— Begin MATERIAL —

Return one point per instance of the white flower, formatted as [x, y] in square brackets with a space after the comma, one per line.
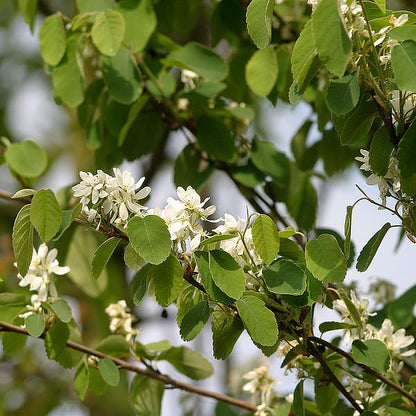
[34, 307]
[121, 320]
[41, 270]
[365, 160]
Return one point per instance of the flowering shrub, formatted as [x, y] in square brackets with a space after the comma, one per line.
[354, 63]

— End MATERIAL —
— Begin MATERIAL —

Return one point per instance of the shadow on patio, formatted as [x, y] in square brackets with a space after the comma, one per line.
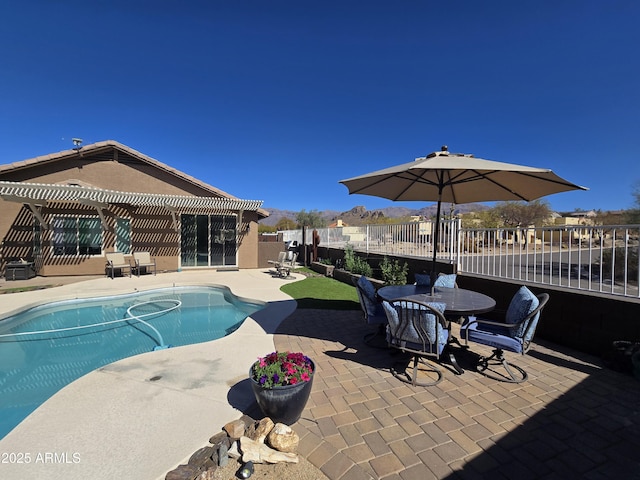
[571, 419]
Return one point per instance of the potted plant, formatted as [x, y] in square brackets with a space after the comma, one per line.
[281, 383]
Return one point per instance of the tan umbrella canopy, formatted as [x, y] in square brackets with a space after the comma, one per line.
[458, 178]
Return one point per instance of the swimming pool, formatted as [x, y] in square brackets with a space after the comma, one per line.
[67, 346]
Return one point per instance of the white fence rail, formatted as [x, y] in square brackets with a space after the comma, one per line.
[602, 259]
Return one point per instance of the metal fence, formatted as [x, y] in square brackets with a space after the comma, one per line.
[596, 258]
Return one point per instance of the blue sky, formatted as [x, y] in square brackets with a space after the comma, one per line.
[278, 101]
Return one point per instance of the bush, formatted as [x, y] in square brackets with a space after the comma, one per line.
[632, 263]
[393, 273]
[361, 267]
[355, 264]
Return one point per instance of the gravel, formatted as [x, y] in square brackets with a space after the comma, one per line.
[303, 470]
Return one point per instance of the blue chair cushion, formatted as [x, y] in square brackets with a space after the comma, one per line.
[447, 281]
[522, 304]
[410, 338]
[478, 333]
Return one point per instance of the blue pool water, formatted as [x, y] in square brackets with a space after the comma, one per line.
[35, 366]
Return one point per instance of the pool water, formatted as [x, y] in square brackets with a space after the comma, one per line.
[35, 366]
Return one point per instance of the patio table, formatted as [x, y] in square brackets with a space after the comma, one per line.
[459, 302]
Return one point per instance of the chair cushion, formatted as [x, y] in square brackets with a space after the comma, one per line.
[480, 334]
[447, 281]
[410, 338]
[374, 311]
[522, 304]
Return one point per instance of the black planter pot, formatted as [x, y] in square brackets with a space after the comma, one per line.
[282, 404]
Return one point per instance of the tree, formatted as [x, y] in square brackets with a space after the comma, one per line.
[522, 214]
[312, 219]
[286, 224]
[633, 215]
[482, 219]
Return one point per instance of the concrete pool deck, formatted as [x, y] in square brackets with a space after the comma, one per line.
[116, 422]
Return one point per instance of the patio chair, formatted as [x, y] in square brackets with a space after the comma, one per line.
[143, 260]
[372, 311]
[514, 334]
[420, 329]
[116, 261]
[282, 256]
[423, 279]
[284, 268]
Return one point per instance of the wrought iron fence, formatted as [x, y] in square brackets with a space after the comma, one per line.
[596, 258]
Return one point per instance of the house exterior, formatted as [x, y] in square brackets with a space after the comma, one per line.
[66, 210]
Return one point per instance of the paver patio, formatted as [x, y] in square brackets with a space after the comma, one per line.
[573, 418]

— End MATERIAL —

◆ **WHAT IS EXPECTED**:
Please count the lines in the items that contain the string "blue", treating case as significant, and give only the number.

◆ **RESPONSE TO THE TASK**:
3